- _PASSAGE FOR REVIEW_:
........

Instead of receiving community-based services for their mental health needs, many people in Canada face law enforcement and other approaches that are not always suitable, like “wellness checks” by the police. According to data issued by the Royal Canadian Mounted Police, the police respond to 2.8 million mental health-related calls on average each year. Fortunately, Baird sought immediate mental health support and received warm, empathic, and respectful intervention services that did not involve the police. She was able to continue her work in Toronto as a fitness instructor and yoga coach who supports others through their path in mental health recovery. “These feelings of sadness had become chronic and one day a family doctor recommended me reaching out to the Gerstein Crisis Centre,” she told Human Rights Watch. “The Gerstein provided a safe space to just let go.
The immediate crisis didn’t go away from one day to another but being there provided me with space to start seeing things more clearly, enabling me to make better decisions, which was an important step.” The Gerstein Crisis Centre has been providing Toronto communities with safe, humane, equity-based crisis services for more than 30 years. Back in the 1980s, Toronto was deinstitutionalizing mental health services. However, there were not many community-based services available for people and the only response to mental health crises and related support was to take people to hospitals.
The Centre’s founders wanted to create an approach to mental health crisis that also responded to the societal problems that lay beneath these issues to offer an alternative, accessible, and humanistic approach that people could turn to when in crisis. “We can refer people to medical and other services, but what we do is to provide immediate support and relief,” said Elaine Amsterdam, Gerstein Crisis Centre’s crisis services director.
The Common Response People with mental health conditions (or psychosocial disabilities) around the world face stigma, prejudice, and attitudinal barriers. A major barrier is the belief that they are incapable of deciding what’s best for them in a given situation and that it is dangerous for them to do so. But as with any other person, people with mental health conditions can find themselves in a crisis. And when they do, they need to have a response consistent with their rights that recognizes their agency and dignity and allows them to direct how their crisis needs should be handled. Sending the police as first responders for mental health crises could be problematic in various ways.
There have been many instances in which people have been seriously injured or even killed because of a police “wellness check” gone wrong. Between April and June 2020, six people with mental health conditions were killed in Canada when police responded to a mental health crisis.

........

- _INFORMATION SHOWN_:
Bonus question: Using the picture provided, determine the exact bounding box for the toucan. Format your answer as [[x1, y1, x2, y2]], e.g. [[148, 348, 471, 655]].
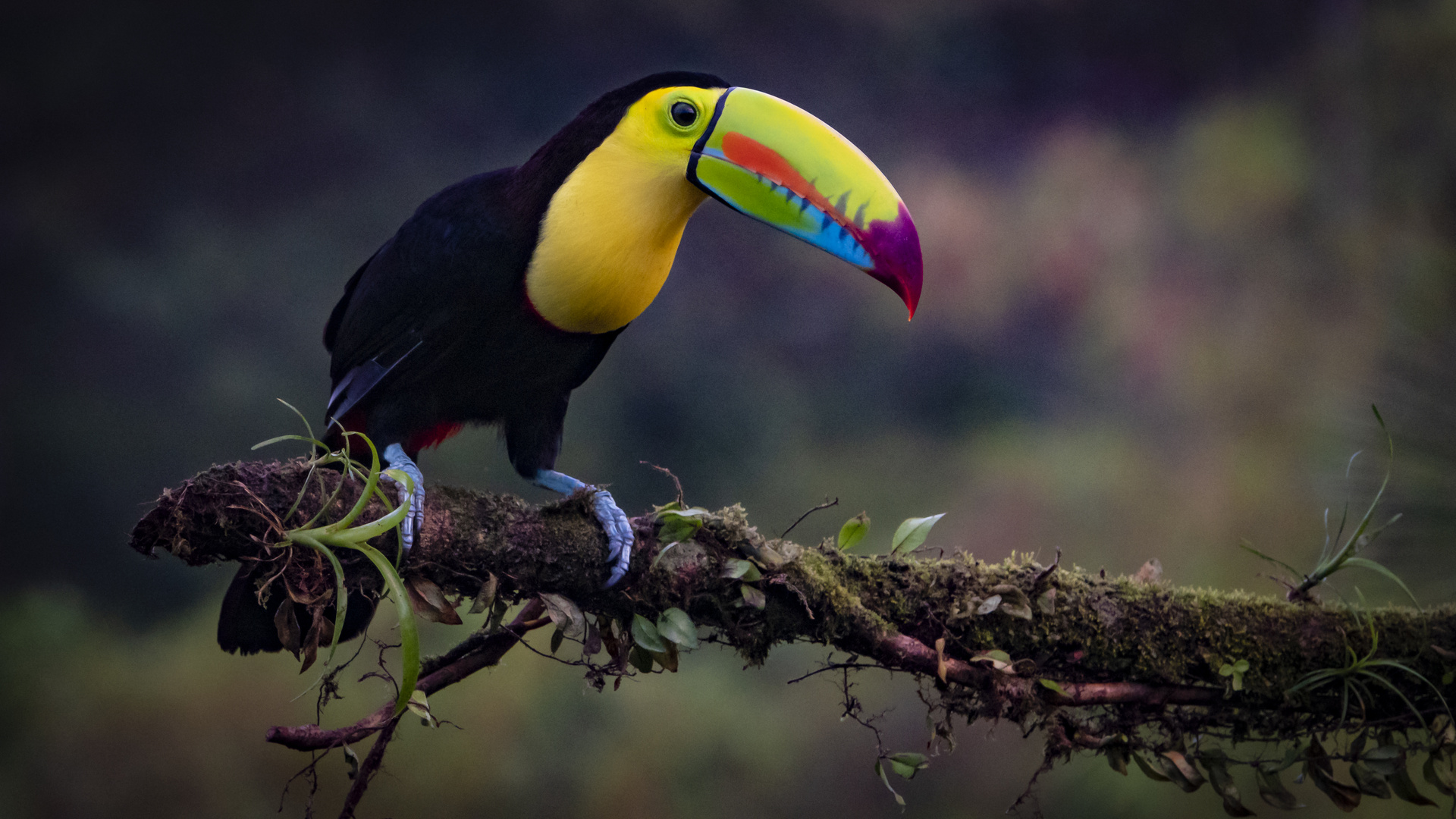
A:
[[217, 71, 921, 653]]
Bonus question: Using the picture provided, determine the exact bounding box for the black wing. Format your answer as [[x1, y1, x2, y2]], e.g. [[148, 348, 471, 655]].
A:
[[323, 169, 529, 431]]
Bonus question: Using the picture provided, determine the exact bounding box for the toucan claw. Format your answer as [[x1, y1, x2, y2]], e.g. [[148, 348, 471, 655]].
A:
[[592, 490, 632, 588], [383, 443, 425, 560], [533, 469, 632, 588]]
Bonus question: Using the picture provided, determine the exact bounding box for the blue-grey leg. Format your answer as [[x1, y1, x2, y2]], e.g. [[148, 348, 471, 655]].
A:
[[535, 469, 632, 588], [384, 443, 425, 558]]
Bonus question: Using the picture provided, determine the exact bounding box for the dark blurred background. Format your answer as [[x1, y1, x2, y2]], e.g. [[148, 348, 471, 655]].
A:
[[0, 0, 1456, 817]]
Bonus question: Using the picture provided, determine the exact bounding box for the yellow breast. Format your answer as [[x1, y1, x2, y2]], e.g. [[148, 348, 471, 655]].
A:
[[526, 103, 704, 332]]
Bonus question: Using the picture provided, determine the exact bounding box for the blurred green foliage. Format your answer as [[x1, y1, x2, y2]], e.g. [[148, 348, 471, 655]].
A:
[[0, 0, 1456, 817]]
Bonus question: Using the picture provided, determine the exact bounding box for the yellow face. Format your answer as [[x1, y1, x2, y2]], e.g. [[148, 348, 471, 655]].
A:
[[526, 87, 725, 332]]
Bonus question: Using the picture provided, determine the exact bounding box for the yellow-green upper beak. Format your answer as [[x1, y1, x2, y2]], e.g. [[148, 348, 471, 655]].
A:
[[687, 87, 921, 318]]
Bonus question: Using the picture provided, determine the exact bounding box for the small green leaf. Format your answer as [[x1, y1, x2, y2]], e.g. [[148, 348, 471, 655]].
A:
[[1037, 678, 1072, 699], [890, 512, 945, 555], [992, 583, 1031, 620], [875, 759, 905, 808], [628, 645, 652, 673], [657, 513, 703, 544], [885, 754, 930, 780], [1341, 557, 1421, 607], [837, 512, 869, 552], [657, 606, 698, 648], [632, 615, 667, 654]]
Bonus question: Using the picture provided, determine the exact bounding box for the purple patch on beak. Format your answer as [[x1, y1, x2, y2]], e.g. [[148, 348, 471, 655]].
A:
[[861, 202, 921, 318]]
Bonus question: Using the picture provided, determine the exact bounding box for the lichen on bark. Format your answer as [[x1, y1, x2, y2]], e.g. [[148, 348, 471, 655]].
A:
[[131, 460, 1456, 810]]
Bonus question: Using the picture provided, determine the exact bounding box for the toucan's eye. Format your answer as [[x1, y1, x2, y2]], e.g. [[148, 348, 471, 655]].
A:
[[671, 102, 698, 128]]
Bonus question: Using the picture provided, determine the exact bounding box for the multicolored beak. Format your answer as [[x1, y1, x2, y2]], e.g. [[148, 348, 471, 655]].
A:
[[687, 87, 920, 318]]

........

- _TASKS TO COMPLETE_:
(a) Rewrite the paragraph of the article on mental health crisis response that begins "People with mental health conditions (or psychosocial disabilities) around the world" as a short bulleted list, keeping its main facts.
(b) Using the article on mental health crisis response, explain in one to three sentences why the founders of the Gerstein Crisis Centre set it up.
(c) Pick up the article on mental health crisis response after its final sentence and continue it.

- _OUTPUTS IN ORDER_:
(a)
- Around the world, people with mental health conditions (psychosocial disabilities) face stigma, prejudice, and attitudinal barriers.
- A major barrier is the belief that they cannot decide what is best for them in a given situation and that it is dangerous for them to do so.
- Like anyone else, they can find themselves in a crisis.
- In a crisis, they need a response consistent with their rights that recognizes their agency and dignity and lets them direct how their needs are handled.
- Sending police as first responders to mental health crises can be problematic in various ways.

(b) In the 1980s, Toronto was deinstitutionalizing mental health services. Few community-based services were available, and the only response to a mental health crisis was to take people to hospitals. The founders wanted an alternative, accessible, and humanistic approach that people could turn to in a crisis and that also responded to the societal problems underlying these issues.

(c)
These incidents often happen when a concerned person calls 911 seeking help for someone experiencing a mental health crisis. Experts at the Gerstein Crisis Center noted that calling the police should not be a starting point for mental health service. “Mental health care is probably the only health service you access by calling the police,” Amsterdam told us. “Getting the police to the scene can be reassuring for some, but for most people it is frightening and negatively impacts how safe they feel. When people have a physical health emergency, their first stop for fulfilling their needs is through a healthcare provider, not the police.
The same should be the case with mental health.” When someone is experiencing emotional distress, disorientation, or other forms of a mental health crisis, their emotional state can deteriorate when confronted by police. That’s especially the case if police give orders they might not be able to understand and follow. “If you’ve been marginalized, if you come from racialized communities, chances are, you’ve been overrepresented in the criminal justice system and so police can take a situation and escalate it without intention sometimes,” Amsterdam said. A Better Approach The right response to a call for help by a person with a mental health condition is to show a non-judgmental attitude, to provide people in distress with a place to stay, giving them the opportunity to have a shower and to get a good meal, creating conditions that enable a person to start the process of recovery, Amsterdam said. “We need to flip our system as it exists right now from a sort of default position where police are responding to mental health crisis and actually purpose-build a system that allows people to access mental health support when and where they need it,” said Susan Davis, Gerstein executive director. Government officials, civil society organizations, and community groups are becoming increasingly aware of the need for alternative emergency response strategies for people in acute emotional distress and mental health crises.
The city of Toronto, for example, is starting a pilot program to replace the use of wellness checks by police and develop new responses.
The program is set to start in January in Toronto’s Northeast and Northwest with the goal of expanding it by mid-2022.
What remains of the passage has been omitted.